Reproduce every line of the material below word for word, with nothing altered or left out.

**********

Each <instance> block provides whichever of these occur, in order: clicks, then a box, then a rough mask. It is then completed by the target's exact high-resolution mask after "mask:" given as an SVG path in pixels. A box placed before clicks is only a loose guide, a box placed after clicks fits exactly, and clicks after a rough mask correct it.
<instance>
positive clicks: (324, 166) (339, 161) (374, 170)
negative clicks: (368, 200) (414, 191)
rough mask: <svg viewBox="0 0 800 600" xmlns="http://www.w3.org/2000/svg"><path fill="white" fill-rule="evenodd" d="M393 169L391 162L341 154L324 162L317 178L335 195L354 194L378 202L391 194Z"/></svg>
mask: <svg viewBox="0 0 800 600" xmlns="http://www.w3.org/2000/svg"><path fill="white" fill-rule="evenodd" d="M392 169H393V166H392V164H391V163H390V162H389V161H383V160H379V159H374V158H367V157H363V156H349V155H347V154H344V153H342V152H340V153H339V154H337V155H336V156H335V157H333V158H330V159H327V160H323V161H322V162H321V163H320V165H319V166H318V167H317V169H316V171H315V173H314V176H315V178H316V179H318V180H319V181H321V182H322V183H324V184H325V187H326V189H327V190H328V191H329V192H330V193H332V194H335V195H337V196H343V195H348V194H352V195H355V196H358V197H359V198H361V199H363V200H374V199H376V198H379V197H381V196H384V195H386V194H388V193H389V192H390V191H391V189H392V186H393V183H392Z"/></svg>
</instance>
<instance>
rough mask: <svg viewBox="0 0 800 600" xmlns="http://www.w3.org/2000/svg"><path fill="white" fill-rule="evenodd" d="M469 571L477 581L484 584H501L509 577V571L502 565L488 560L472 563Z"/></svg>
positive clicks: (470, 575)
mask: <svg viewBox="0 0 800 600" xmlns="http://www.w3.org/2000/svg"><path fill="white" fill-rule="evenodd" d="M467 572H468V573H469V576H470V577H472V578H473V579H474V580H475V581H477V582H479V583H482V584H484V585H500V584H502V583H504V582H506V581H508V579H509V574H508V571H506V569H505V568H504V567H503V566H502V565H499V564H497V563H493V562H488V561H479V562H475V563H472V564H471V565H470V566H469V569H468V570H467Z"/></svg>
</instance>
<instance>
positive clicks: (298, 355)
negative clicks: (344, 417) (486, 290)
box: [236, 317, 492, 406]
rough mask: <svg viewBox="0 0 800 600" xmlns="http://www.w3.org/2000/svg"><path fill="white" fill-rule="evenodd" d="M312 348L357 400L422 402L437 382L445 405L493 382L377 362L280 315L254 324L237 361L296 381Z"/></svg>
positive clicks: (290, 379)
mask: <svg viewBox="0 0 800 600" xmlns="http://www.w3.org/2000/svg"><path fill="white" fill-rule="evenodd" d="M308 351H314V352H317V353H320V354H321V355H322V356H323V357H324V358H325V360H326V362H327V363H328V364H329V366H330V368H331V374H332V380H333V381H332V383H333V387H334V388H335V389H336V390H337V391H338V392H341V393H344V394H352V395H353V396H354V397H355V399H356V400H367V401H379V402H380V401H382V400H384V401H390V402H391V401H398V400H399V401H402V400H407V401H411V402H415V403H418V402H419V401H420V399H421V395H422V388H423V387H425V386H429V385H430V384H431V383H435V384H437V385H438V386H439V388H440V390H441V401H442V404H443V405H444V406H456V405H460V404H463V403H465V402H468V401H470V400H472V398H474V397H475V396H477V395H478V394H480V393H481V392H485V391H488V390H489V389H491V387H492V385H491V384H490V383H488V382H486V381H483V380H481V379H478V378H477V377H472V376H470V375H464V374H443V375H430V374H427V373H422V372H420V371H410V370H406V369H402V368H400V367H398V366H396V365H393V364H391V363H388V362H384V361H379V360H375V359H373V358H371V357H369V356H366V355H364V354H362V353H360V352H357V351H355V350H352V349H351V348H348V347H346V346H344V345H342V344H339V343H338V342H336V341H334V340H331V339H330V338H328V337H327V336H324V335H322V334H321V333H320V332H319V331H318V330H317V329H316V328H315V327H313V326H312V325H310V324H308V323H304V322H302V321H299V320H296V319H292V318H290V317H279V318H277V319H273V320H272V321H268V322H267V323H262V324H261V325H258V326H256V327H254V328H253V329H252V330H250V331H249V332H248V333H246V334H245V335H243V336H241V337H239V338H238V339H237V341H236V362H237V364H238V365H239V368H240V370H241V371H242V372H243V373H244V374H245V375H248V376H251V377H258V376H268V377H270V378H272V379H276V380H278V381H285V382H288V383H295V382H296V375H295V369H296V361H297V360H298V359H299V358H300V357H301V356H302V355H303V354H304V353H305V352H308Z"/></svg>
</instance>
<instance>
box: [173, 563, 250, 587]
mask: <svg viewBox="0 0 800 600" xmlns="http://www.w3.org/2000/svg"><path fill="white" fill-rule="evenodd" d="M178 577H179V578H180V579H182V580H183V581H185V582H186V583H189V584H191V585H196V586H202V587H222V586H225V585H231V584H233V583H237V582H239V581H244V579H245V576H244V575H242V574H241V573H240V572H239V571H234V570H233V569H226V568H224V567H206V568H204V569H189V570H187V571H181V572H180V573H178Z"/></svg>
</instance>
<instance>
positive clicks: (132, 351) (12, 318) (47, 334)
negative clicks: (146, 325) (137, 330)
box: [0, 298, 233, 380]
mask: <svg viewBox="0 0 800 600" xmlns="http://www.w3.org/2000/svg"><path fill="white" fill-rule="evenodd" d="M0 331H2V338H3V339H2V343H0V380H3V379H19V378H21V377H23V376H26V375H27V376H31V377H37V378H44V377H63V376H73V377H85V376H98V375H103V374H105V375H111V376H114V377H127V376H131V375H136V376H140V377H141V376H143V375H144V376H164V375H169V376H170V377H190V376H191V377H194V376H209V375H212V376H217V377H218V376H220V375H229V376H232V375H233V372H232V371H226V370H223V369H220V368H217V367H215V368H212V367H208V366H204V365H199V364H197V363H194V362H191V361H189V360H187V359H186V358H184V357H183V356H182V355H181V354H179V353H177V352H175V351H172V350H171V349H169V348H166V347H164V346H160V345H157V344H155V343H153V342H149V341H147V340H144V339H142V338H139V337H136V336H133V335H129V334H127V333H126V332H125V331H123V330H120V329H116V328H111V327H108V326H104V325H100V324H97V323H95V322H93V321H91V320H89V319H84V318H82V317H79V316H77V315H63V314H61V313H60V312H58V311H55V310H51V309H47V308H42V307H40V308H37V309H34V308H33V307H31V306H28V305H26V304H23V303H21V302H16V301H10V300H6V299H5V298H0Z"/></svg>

**********

• Answer box:
Each <instance> block provides whichever of these occur, in order: clicks, then a box, then a rough mask. It is then completed by the target's exact high-resolution mask after "mask:" given as an SVG path in pixels. A box placed before clicks is only a loose guide, a box placed after clicks fits exactly, and clicks after a rough mask correct it.
<instance>
positive clicks: (324, 166) (339, 161) (374, 170)
negative clicks: (368, 200) (414, 191)
rough mask: <svg viewBox="0 0 800 600" xmlns="http://www.w3.org/2000/svg"><path fill="white" fill-rule="evenodd" d="M393 169L391 162L341 154L324 162L317 178L335 195L354 194L378 202L391 194Z"/></svg>
mask: <svg viewBox="0 0 800 600" xmlns="http://www.w3.org/2000/svg"><path fill="white" fill-rule="evenodd" d="M392 169H393V166H392V164H391V163H390V162H389V161H383V160H379V159H374V158H367V157H363V156H349V155H347V154H344V153H342V152H340V153H339V154H337V155H336V156H335V157H333V158H330V159H327V160H323V161H322V162H321V163H320V165H319V166H318V167H317V169H316V171H315V173H314V176H315V178H316V179H318V180H319V181H321V182H322V183H324V184H325V187H326V189H327V190H328V191H329V192H330V193H332V194H335V195H337V196H343V195H348V194H352V195H355V196H358V197H359V198H361V199H363V200H374V199H376V198H379V197H381V196H384V195H386V194H388V193H389V192H390V191H391V189H392V186H393V183H392Z"/></svg>
</instance>
<instance>
rough mask: <svg viewBox="0 0 800 600" xmlns="http://www.w3.org/2000/svg"><path fill="white" fill-rule="evenodd" d="M469 571L477 581L484 584H501L509 577V571L502 565L488 560L472 563Z"/></svg>
positive clicks: (470, 575)
mask: <svg viewBox="0 0 800 600" xmlns="http://www.w3.org/2000/svg"><path fill="white" fill-rule="evenodd" d="M467 572H468V573H469V576H470V577H472V578H473V579H474V580H475V581H477V582H479V583H482V584H484V585H500V584H502V583H504V582H506V581H508V579H509V574H508V571H506V569H505V568H504V567H503V566H502V565H499V564H497V563H493V562H488V561H479V562H475V563H472V564H471V565H470V566H469V569H468V570H467Z"/></svg>
</instance>
<instance>
positive clicks: (298, 355)
negative clicks: (344, 417) (486, 290)
box: [236, 317, 492, 406]
rough mask: <svg viewBox="0 0 800 600" xmlns="http://www.w3.org/2000/svg"><path fill="white" fill-rule="evenodd" d="M312 348L357 400L422 402L437 382L445 405L493 382L377 362L280 315L254 324L237 361L296 381Z"/></svg>
positive clicks: (290, 379)
mask: <svg viewBox="0 0 800 600" xmlns="http://www.w3.org/2000/svg"><path fill="white" fill-rule="evenodd" d="M308 351H314V352H317V353H320V354H321V355H322V356H323V357H324V358H325V360H326V362H327V363H328V364H329V366H330V368H331V374H332V380H333V381H332V383H333V387H334V388H335V389H336V390H337V391H338V392H341V393H344V394H352V395H353V396H354V397H355V399H356V400H367V401H379V402H380V401H382V400H384V401H390V402H391V401H398V400H399V401H402V400H407V401H411V402H415V403H418V402H419V401H420V399H421V395H422V388H423V387H425V386H429V385H430V384H431V383H435V384H437V385H438V386H439V388H440V390H441V401H442V404H443V405H444V406H456V405H460V404H463V403H465V402H468V401H470V400H472V398H474V397H475V396H477V395H478V394H480V393H481V392H485V391H488V390H489V389H491V387H492V385H491V384H490V383H488V382H486V381H483V380H481V379H478V378H477V377H472V376H470V375H464V374H443V375H430V374H427V373H422V372H420V371H410V370H406V369H402V368H400V367H398V366H396V365H393V364H391V363H388V362H384V361H379V360H375V359H373V358H371V357H369V356H366V355H364V354H362V353H360V352H357V351H355V350H352V349H351V348H348V347H346V346H344V345H342V344H339V343H338V342H336V341H334V340H331V339H330V338H328V337H327V336H324V335H322V334H321V333H320V332H319V331H318V330H317V329H316V328H315V327H313V326H312V325H310V324H308V323H304V322H302V321H299V320H296V319H292V318H290V317H279V318H277V319H273V320H272V321H268V322H267V323H262V324H261V325H258V326H256V327H254V328H253V329H252V330H250V331H249V332H248V333H246V334H245V335H243V336H241V337H239V338H238V339H237V341H236V362H237V364H238V365H239V368H240V370H241V371H242V372H243V373H244V374H245V375H248V376H251V377H258V376H268V377H270V378H272V379H276V380H278V381H285V382H288V383H295V382H296V375H295V369H296V361H297V360H298V359H299V358H300V357H301V356H302V355H303V354H304V353H305V352H308Z"/></svg>
</instance>
<instance>
box: [173, 563, 250, 587]
mask: <svg viewBox="0 0 800 600" xmlns="http://www.w3.org/2000/svg"><path fill="white" fill-rule="evenodd" d="M178 577H179V578H180V579H182V580H183V581H185V582H186V583H189V584H191V585H196V586H202V587H222V586H225V585H231V584H233V583H237V582H239V581H244V579H245V576H244V575H242V574H241V573H240V572H239V571H234V570H233V569H226V568H224V567H206V568H204V569H189V570H187V571H181V572H180V573H178Z"/></svg>
</instance>
<instance>
positive clicks: (132, 351) (12, 318) (47, 334)
negative clicks: (146, 325) (137, 330)
box: [0, 298, 233, 380]
mask: <svg viewBox="0 0 800 600" xmlns="http://www.w3.org/2000/svg"><path fill="white" fill-rule="evenodd" d="M0 331H2V338H3V339H2V343H0V380H3V379H19V378H21V377H23V376H26V375H27V376H31V377H37V378H44V377H63V376H73V377H85V376H98V375H103V374H105V375H111V376H114V377H127V376H131V375H136V376H140V377H141V376H143V375H144V376H164V375H169V376H170V377H190V376H191V377H194V376H209V375H212V376H217V377H218V376H220V375H229V376H232V375H233V372H232V371H226V370H223V369H220V368H217V367H215V368H212V367H208V366H204V365H199V364H197V363H194V362H191V361H189V360H187V359H186V358H184V357H183V356H182V355H181V354H179V353H177V352H175V351H172V350H171V349H169V348H166V347H164V346H160V345H157V344H155V343H153V342H149V341H147V340H144V339H142V338H139V337H136V336H133V335H129V334H127V333H126V332H125V331H123V330H120V329H116V328H111V327H108V326H104V325H100V324H97V323H95V322H93V321H91V320H89V319H84V318H82V317H79V316H77V315H63V314H61V313H60V312H58V311H55V310H51V309H47V308H42V307H40V308H37V309H34V308H33V307H31V306H28V305H26V304H23V303H21V302H16V301H10V300H6V299H5V298H0Z"/></svg>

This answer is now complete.